GIVEN INSTRUCTION: Print every line of the material below, unchanged and in order.

Items listed in a dataset:
◆ ◆ ◆ ◆ ◆
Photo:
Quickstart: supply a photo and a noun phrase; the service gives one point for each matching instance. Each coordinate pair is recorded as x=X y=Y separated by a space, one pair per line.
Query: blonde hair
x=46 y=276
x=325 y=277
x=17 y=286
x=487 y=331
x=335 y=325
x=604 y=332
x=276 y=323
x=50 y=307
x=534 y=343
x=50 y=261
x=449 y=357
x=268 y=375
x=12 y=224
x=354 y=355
◆ ◆ ◆ ◆ ◆
SOLUTION TO THIS PROBLEM:
Photo:
Quickstart: supply a photo and a noun phrase; the service gives one point for each matching instance. Each coordinate pair is recorded as x=X y=Y separated by a space, one pair per line.
Query: blonde hair
x=46 y=276
x=325 y=277
x=17 y=286
x=487 y=331
x=335 y=325
x=604 y=332
x=276 y=323
x=50 y=307
x=534 y=343
x=50 y=261
x=449 y=357
x=268 y=375
x=12 y=224
x=354 y=355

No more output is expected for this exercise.